▶ _What you will do_
Wherever "jersey" turns up in the entries, copy out the line that holds it.

▶ _Records provided_
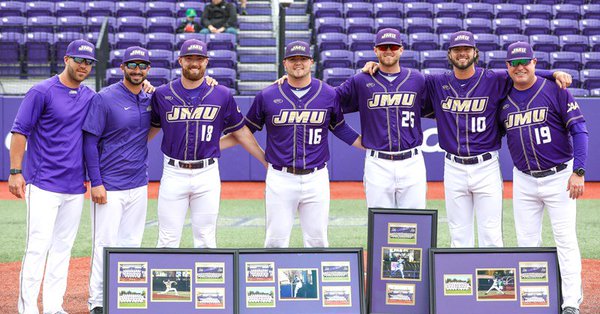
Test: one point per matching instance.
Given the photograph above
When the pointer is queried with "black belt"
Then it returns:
(468, 160)
(545, 173)
(192, 164)
(400, 156)
(293, 170)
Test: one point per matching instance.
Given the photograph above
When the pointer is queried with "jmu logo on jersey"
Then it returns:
(293, 116)
(200, 113)
(465, 105)
(384, 100)
(526, 118)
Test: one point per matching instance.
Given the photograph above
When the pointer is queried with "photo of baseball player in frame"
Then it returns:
(495, 272)
(379, 248)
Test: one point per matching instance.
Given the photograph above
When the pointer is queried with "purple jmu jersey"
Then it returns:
(193, 120)
(121, 120)
(51, 116)
(390, 112)
(537, 123)
(297, 128)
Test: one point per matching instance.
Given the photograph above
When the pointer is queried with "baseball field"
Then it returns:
(241, 224)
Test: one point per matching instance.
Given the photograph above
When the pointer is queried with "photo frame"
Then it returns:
(398, 259)
(301, 280)
(495, 280)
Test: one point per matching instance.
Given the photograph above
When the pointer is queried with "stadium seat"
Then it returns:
(358, 9)
(337, 76)
(449, 9)
(479, 11)
(478, 25)
(332, 41)
(566, 60)
(418, 25)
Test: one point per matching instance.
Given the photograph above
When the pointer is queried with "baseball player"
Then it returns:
(192, 116)
(49, 120)
(116, 156)
(548, 140)
(298, 115)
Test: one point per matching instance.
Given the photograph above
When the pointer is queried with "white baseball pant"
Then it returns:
(287, 194)
(180, 189)
(530, 196)
(470, 189)
(52, 223)
(118, 223)
(395, 183)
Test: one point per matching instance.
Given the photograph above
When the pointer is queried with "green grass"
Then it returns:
(241, 225)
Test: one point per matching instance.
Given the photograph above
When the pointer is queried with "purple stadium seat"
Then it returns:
(423, 41)
(99, 8)
(590, 26)
(575, 43)
(434, 59)
(535, 27)
(564, 27)
(389, 9)
(69, 8)
(360, 25)
(337, 76)
(449, 9)
(332, 41)
(337, 59)
(222, 59)
(44, 24)
(358, 9)
(13, 24)
(590, 79)
(566, 59)
(328, 9)
(129, 8)
(547, 43)
(39, 8)
(504, 26)
(478, 25)
(11, 8)
(165, 41)
(361, 41)
(160, 8)
(418, 25)
(445, 25)
(479, 10)
(418, 9)
(330, 25)
(590, 60)
(508, 11)
(364, 56)
(389, 22)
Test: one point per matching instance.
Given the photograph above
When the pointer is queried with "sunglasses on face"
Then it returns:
(386, 47)
(79, 60)
(516, 63)
(133, 65)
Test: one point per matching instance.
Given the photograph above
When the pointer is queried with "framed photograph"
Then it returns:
(170, 280)
(398, 259)
(316, 281)
(495, 280)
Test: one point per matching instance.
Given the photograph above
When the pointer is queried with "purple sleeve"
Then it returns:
(29, 112)
(92, 158)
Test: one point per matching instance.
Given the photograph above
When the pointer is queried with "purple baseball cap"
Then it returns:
(388, 36)
(136, 53)
(462, 39)
(193, 47)
(81, 49)
(519, 50)
(297, 48)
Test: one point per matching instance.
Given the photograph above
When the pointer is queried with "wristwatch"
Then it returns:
(579, 171)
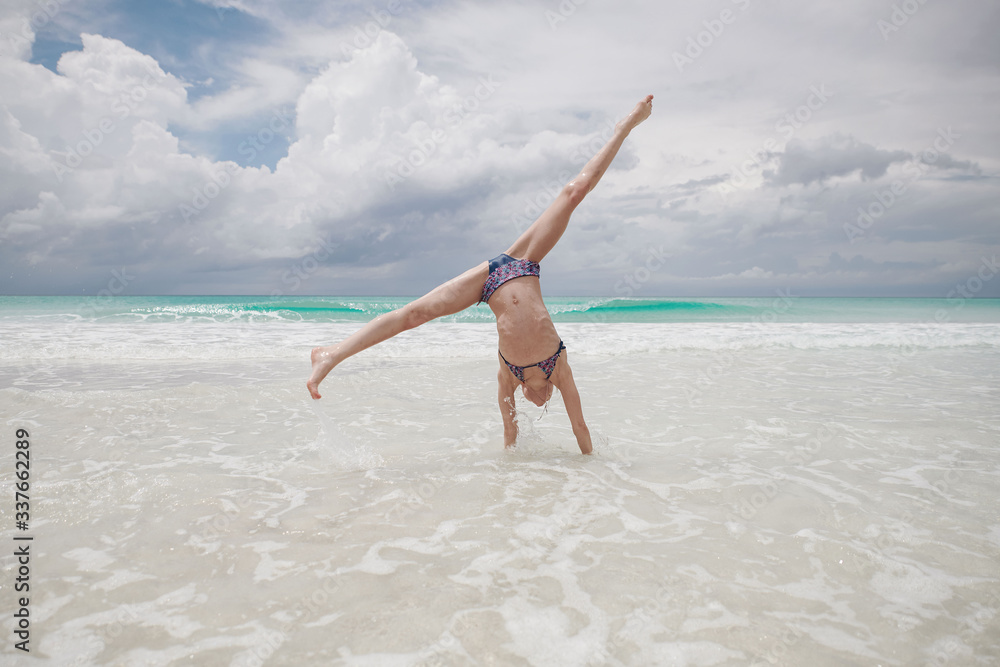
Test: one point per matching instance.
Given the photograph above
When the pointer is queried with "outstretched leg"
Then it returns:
(541, 237)
(453, 296)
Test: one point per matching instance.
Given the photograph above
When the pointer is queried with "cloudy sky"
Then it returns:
(381, 147)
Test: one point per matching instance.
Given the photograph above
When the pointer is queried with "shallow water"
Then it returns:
(785, 494)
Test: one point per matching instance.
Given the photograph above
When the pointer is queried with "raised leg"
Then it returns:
(453, 296)
(536, 241)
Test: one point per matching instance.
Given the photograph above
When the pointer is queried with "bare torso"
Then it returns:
(526, 332)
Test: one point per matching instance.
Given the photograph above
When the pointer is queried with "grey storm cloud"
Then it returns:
(832, 156)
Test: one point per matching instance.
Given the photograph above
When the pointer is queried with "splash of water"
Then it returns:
(343, 453)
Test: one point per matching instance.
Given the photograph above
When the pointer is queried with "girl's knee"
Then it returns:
(414, 315)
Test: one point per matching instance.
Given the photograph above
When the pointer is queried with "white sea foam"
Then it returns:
(789, 494)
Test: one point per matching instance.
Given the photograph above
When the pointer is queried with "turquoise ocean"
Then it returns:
(776, 481)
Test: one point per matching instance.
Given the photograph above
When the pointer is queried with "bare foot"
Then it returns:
(322, 361)
(638, 114)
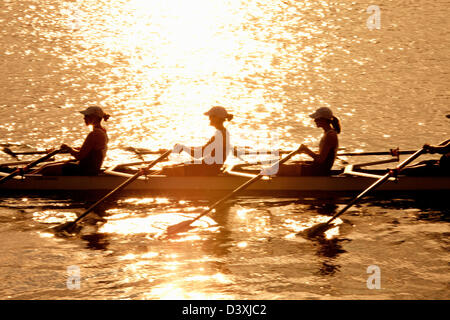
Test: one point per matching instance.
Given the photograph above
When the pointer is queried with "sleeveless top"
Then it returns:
(91, 164)
(217, 148)
(331, 156)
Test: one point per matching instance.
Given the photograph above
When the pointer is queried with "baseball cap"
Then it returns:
(218, 111)
(93, 110)
(323, 112)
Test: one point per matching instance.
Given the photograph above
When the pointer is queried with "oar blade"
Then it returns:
(315, 231)
(67, 228)
(179, 227)
(10, 152)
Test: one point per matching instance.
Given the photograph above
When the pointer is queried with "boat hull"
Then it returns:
(223, 183)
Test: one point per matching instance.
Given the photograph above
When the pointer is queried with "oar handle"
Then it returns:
(122, 185)
(246, 184)
(29, 166)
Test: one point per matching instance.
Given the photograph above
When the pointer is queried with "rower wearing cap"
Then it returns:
(209, 158)
(324, 160)
(91, 154)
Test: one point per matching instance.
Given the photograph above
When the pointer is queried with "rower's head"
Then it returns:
(94, 114)
(324, 118)
(217, 116)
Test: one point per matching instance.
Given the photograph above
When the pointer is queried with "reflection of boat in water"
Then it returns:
(337, 182)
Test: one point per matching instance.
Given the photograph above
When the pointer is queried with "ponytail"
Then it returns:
(336, 124)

▶ _Response_
When the pointer is queried with "jmu logo on jersey"
When the pointer is queried with "purple jmu jersey"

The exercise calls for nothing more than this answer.